INSTRUCTION: Reproduce the records that follow in full, excluding any picture they contain.

(Entries taken from a collection)
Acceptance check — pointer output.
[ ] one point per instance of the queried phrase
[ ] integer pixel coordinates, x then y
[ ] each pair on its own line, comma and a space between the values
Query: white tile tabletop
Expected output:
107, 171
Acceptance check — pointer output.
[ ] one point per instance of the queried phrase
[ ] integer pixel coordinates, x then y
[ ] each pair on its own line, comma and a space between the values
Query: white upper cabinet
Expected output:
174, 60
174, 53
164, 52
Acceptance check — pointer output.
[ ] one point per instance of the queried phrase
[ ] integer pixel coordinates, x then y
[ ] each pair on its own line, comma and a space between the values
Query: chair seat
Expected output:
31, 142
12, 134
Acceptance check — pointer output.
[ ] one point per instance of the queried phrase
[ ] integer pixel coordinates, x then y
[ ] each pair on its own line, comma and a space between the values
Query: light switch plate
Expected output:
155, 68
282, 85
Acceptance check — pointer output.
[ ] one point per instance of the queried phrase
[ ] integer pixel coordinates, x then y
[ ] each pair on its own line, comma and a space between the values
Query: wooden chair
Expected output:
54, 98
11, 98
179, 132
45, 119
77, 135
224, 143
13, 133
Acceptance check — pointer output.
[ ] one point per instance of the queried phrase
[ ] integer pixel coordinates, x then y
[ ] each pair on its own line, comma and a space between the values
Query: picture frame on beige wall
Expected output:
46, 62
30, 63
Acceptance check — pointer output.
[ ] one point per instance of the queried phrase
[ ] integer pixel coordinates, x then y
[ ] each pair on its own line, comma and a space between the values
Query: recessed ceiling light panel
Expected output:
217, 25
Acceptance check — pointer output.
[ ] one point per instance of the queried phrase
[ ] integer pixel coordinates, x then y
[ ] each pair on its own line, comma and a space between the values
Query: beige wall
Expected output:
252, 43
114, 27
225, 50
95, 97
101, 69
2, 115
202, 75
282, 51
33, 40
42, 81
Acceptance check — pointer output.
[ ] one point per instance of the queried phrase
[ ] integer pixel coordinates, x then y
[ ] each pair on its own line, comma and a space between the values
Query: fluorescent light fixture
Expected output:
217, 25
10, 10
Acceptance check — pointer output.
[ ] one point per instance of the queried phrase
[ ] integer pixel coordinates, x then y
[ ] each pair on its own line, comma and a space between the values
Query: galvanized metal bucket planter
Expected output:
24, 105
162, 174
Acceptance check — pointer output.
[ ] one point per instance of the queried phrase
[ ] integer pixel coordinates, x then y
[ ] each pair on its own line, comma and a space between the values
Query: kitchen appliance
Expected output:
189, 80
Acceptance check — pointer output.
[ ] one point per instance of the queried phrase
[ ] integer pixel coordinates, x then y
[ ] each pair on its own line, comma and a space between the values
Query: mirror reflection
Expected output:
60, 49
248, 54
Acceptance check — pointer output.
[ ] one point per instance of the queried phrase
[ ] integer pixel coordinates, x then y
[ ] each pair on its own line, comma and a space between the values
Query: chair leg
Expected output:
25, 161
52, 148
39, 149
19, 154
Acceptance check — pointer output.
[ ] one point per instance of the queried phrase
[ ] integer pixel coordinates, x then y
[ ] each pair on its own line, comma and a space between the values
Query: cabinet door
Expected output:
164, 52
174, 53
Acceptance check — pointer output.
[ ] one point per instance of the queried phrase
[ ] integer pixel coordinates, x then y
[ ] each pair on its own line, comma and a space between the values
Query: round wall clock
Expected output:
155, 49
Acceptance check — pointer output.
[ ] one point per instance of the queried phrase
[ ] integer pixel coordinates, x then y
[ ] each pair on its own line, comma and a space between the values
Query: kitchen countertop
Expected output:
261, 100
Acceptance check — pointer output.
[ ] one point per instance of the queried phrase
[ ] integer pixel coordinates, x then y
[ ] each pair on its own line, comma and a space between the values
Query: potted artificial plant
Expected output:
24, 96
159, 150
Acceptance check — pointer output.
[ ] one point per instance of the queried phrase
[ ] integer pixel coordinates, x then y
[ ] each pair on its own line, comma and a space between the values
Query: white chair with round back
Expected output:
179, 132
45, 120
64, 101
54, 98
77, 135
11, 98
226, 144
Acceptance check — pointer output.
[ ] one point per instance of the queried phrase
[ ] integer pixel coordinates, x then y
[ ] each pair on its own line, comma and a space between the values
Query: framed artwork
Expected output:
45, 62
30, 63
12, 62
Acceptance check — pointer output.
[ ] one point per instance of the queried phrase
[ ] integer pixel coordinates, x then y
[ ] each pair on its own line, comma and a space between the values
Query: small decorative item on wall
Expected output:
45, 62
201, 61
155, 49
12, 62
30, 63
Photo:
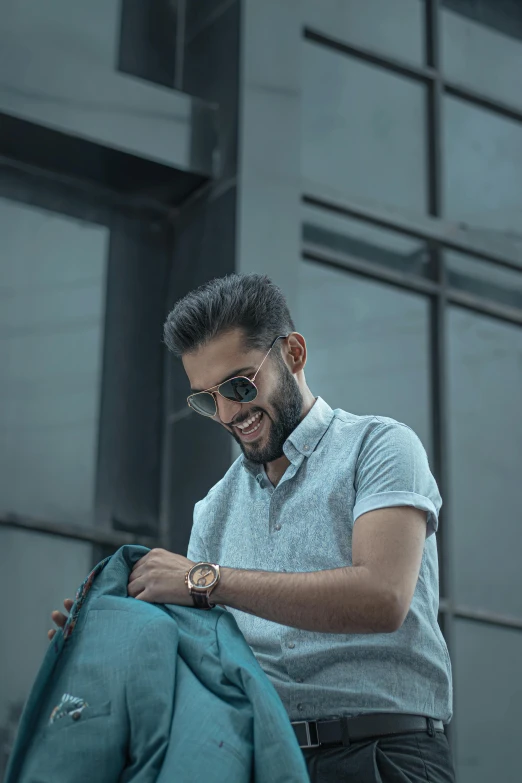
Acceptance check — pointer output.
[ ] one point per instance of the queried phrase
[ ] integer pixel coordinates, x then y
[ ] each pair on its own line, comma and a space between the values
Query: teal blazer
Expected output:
135, 692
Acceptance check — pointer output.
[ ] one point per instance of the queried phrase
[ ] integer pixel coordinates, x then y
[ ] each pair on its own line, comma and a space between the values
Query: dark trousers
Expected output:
402, 758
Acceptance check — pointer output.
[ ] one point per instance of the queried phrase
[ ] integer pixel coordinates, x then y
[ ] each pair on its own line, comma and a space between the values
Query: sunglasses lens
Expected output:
238, 390
203, 403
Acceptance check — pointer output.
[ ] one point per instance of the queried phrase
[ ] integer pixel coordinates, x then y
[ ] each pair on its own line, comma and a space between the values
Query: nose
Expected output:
227, 410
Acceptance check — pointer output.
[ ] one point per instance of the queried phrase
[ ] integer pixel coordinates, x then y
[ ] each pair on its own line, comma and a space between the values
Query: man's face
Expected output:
279, 399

COMPLETE RESPONSE:
Acceptance check — pointer output.
[ ] one point per instance of the queried phrase
[ ] integer pixel coordinates, x then y
[ ] each pair on its own line, comma and a space between the values
Query: white tile tabletop
Expected output:
107, 171
Acceptance check — pointer output.
[ ] one point per instance of the queried phrase
[ ] integer pixel coordinates, x then y
[ ] each pair on its own line, comma and a space between the values
Query: white upper cabinet
Expected output:
174, 60
174, 53
164, 52
Acceptance check — pointer output.
[ ] one point per instance of the queried phrase
[ ] integer pixel coordinates, x then y
[ ] each pair on its own line, comma and a space between the values
Query: chair seat
Expected output:
31, 142
12, 134
Acceptance check — pointer output.
[ ] one point per instance of the queried phrase
[ ] integer pixel coordinates, x then y
[ ] each pair on its own line, comma and a space between the values
Query: light switch plate
Expected output:
155, 68
282, 85
Acceptance check — pointer output.
[ ] one point per instance of the queried phrase
[ ] integer pixel coordinates, x then y
[ ] each pair on its own line, comma and a space between the values
Query: wooden chair
Expected output:
54, 98
11, 98
179, 132
45, 119
77, 135
224, 143
13, 133
Acceptance check — pointer output.
[ ] one point per instance of the queried phrase
[ ] integer pixel coordinates, x then y
[ ] each pair on its own line, comma and a space between the values
Query: picture frame on beige wall
Expected output:
46, 62
30, 63
Acceptance check — pointer output.
[ ] one point per instance of the queried phrase
[ ] integer pixel coordinates, x then y
[ ] each pair on its own line, comma and a space between the values
Query: recessed ceiling light panel
Expected output:
217, 25
Acceptance check — pointer output.
[ ] one point per instance of the queried phrase
[ ] integer pixel coordinates, x then y
[ ] each pair on its own line, comma and a space between the values
Query: beige wall
Expected output:
252, 43
114, 27
225, 50
95, 97
101, 69
2, 115
202, 75
282, 51
33, 40
42, 81
Acceptance check — pointer output.
[ ] one point per instance of the queried phrase
[ ] integer pixel coordinates, x then y
[ ] each pair on its own line, comma and a space between the values
Query: fluorescent light fixture
Expected output:
217, 25
10, 10
Acceptance check — pointer output.
[ ] one point per instance of the queried phrase
[ ] integer pixel coordinates, x then y
[ ] each pair on its own line, comma and a space between the values
Query: galvanized metal bucket planter
Expected output:
24, 105
162, 174
Acceptance check — pointer output.
[ ] one point per instance of the queried phrase
[ ] integer pixel coordinates, x then y
[ ] each pair on its own line, comma and a space between the values
Query: kitchen appliance
Expected output:
189, 80
Acceptance check — pointer output.
[ ] one point per instance of the queried phrase
[ ] integer pixel coordinates, x then y
[ ] each pair on its own line, comma and a space between the values
Query: mirror reflection
Expected output:
60, 49
248, 54
Acceptance check — pointer output.
[ ] one point per instance of the queried phrase
[ ] integer pixel coordinates, x then y
[ ] each pair on its own line, comma and a space between the values
Query: chair leg
Expected output:
25, 161
52, 148
39, 149
19, 154
Acceptance check — pointer output.
[ ] one point per instance of the queried phrase
[ ] integer pixel coordinates, x then y
[ ] each pair on its own line, comma and a space between the values
Query: cabinet door
Expected output:
164, 52
174, 53
Acceptance check — pointer output.
[ ] one point per instance of the queried phrase
[ ] integer pixel coordinates, x then y
[ ] each pair on its own line, comma and a space between the values
Query: round wall clock
Expected output:
155, 49
Acceptance check — pointer output.
[ ] one point per instance of the queried phrase
[ ] integer pixel coordinates, x then y
[ ] each pair on its own line, comma and a space between the values
Query: kitchen countertop
Expected output:
261, 100
Acceptance check — pointer output.
[ ] one point per instance of the queried phrase
[ ] integer pixel coordinates, x then y
[ ] each pair on its own line, comma and a space between the values
Query: potted artificial plant
Expected output:
24, 96
159, 150
Acceptance check — pointer output.
[ ] one point per instance of the queried phrase
[ ] integer pixel coordinates, x then y
[ ] each pair on its own line, comma and a space between the values
Query: white chair with round back
Expected output:
179, 132
45, 120
64, 101
54, 98
77, 135
11, 98
226, 144
Acceptance check — pointer output.
[ ] one point per instance of the queried phrase
[ ] integer pixel coordinates, x then y
[ ] each pair on its own line, comma and a space between the values
Query: framed artwork
Expected output:
45, 62
30, 63
12, 62
Acceptance check — pointer output.
[ ] one point per instance of the queried phrase
[ ] integer pixel coordinates, x then y
[ ] each pair on its own line, comma and a space between the values
Query: small decorative item on wall
Expected output:
45, 62
201, 61
155, 49
12, 62
30, 63
Photo:
Acceptance check — pointer output.
[ ] one point per instance of the queried phrase
[ ] integer pixel coordinates, x then y
[ ] each pair on its own line, comma and a space between the values
Query: teal blazer
Expected output:
135, 692
Acceptance check — pointer output.
[ ] one point per instance of the queried phrase
[ ] integer pixel coordinates, x then y
[ ] each pair on its own line, comma and a space between the values
Query: dark trousers
Expected output:
402, 758
Acceptance check — pointer output.
[ ] one point per instance of the queried phrase
[ ] integer pixel coordinates, x then y
[ ] each pair on its own line, comma and a space between the values
Query: sunglasses lens
Expected output:
238, 390
203, 403
Acceptance check — pointer output.
[ ] one point per instance of the queried phrase
[ ] integer pixel coordinates, x then y
[ ] each pair on its own line, comma and a space between the values
Query: nose
Expected output:
227, 410
Acceptance check — pointer output.
[ ] one point per instance of the queried phrase
[ ] integer pixel coordinates, x then y
[ ] each pair on its own line, comma and a space between the values
Query: man's face
Expected output:
279, 399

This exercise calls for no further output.